__WORK ITEM__. Each entry below is to be copied out exactly and in full.

__LISTED RECORDS__.
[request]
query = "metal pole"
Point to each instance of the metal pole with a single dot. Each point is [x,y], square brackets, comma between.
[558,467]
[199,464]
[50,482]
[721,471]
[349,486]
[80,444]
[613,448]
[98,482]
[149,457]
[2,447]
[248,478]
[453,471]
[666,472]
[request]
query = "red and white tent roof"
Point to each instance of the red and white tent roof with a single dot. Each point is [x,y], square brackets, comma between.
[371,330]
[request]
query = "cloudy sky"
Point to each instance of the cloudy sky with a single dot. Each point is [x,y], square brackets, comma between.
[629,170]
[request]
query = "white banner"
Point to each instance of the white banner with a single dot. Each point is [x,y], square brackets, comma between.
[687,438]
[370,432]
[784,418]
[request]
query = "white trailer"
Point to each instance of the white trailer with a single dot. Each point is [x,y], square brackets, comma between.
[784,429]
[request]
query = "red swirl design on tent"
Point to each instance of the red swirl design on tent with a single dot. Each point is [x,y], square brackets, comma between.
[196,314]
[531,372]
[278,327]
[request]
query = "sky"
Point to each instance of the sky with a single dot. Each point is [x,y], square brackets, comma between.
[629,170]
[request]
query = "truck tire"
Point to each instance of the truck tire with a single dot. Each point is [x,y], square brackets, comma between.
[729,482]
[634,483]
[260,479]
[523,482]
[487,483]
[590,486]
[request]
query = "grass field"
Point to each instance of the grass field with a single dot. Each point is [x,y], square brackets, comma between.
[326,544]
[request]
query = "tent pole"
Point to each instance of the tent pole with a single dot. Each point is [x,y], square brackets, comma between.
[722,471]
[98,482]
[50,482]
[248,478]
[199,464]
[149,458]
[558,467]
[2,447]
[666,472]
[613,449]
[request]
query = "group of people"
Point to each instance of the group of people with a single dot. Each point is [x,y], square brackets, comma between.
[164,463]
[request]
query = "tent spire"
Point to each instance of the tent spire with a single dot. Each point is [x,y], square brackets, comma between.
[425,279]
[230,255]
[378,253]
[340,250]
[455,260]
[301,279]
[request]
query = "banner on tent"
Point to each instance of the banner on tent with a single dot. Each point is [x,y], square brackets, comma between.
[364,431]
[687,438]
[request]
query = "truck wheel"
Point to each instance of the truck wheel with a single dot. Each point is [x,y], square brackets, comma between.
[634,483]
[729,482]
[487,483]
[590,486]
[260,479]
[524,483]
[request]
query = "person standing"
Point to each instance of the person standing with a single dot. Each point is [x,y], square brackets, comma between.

__YOUR SOLUTION__.
[request]
query = "metal pole"
Point to each instance of the metal pole with a single dot. Each point is [x,y], square brackets, comma between.
[558,467]
[199,464]
[50,482]
[721,471]
[349,486]
[80,444]
[613,448]
[98,482]
[149,457]
[2,447]
[248,478]
[453,471]
[666,472]
[request]
query = "red and white tent roof"
Point to each instance of the red and white tent roof with a single dot. Each point is [x,y], square brackets, comma between.
[371,330]
[request]
query = "cloudy sky"
Point to each instance of the cloudy sky with a single dot. Each point is [x,y], square brackets, comma between.
[629,170]
[request]
query = "white banner"
Point to each instance of the white banner with a single dot. Each point is [x,y], square brackets, comma between.
[687,438]
[370,432]
[784,418]
[request]
query = "white trailer"
Point to each instance of the white trailer with a single dot. Each point is [x,y], square brackets, comma between.
[784,429]
[request]
query = "red swirl design on tent"
Point to each instance of the red swirl design on tent with a single dot. Each point is [x,y], square brackets, comma between.
[196,314]
[531,372]
[278,327]
[request]
query = "sky"
Point to each instance of the sky with a single dot. Each point is [x,y], square brackets, comma between.
[629,170]
[request]
query = "truck tire"
Point to each instance of the truck tire with a single dot. Each point is [x,y], square brackets, comma between.
[729,482]
[634,483]
[260,479]
[523,482]
[487,483]
[590,486]
[request]
query = "grass field"
Point to each instance of the grass field with a single dot. Each point is [x,y], square brackets, comma between.
[326,544]
[request]
query = "tent pole"
Point to each instance of the tent pole with a single dot. Each point is [x,y], square brackets, comma between.
[722,471]
[98,482]
[50,482]
[248,478]
[199,464]
[149,458]
[558,467]
[2,447]
[666,472]
[613,449]
[request]
query = "group of people"
Point to each instance of the group of people with a single dot. Each point is [x,y], square brackets, comma between.
[164,463]
[request]
query = "tent spire"
Point to each instance of the tent spire with a single dot. Each point is [x,y], square brackets, comma between.
[425,279]
[230,255]
[378,253]
[340,250]
[455,260]
[301,279]
[request]
query = "banner on tent"
Point to each instance of the banner on tent with a single dot. Each point is [x,y], square brackets, comma between.
[364,431]
[687,438]
[request]
query = "truck wheel"
Point to each instance of the truck wheel with a single dot. Each point is [x,y], square brackets, comma between.
[634,483]
[729,482]
[487,483]
[590,486]
[260,479]
[524,483]
[request]
query = "person standing"
Point to each instance of the person standing with a single dot. Each point is [x,y], square brackets, comma between.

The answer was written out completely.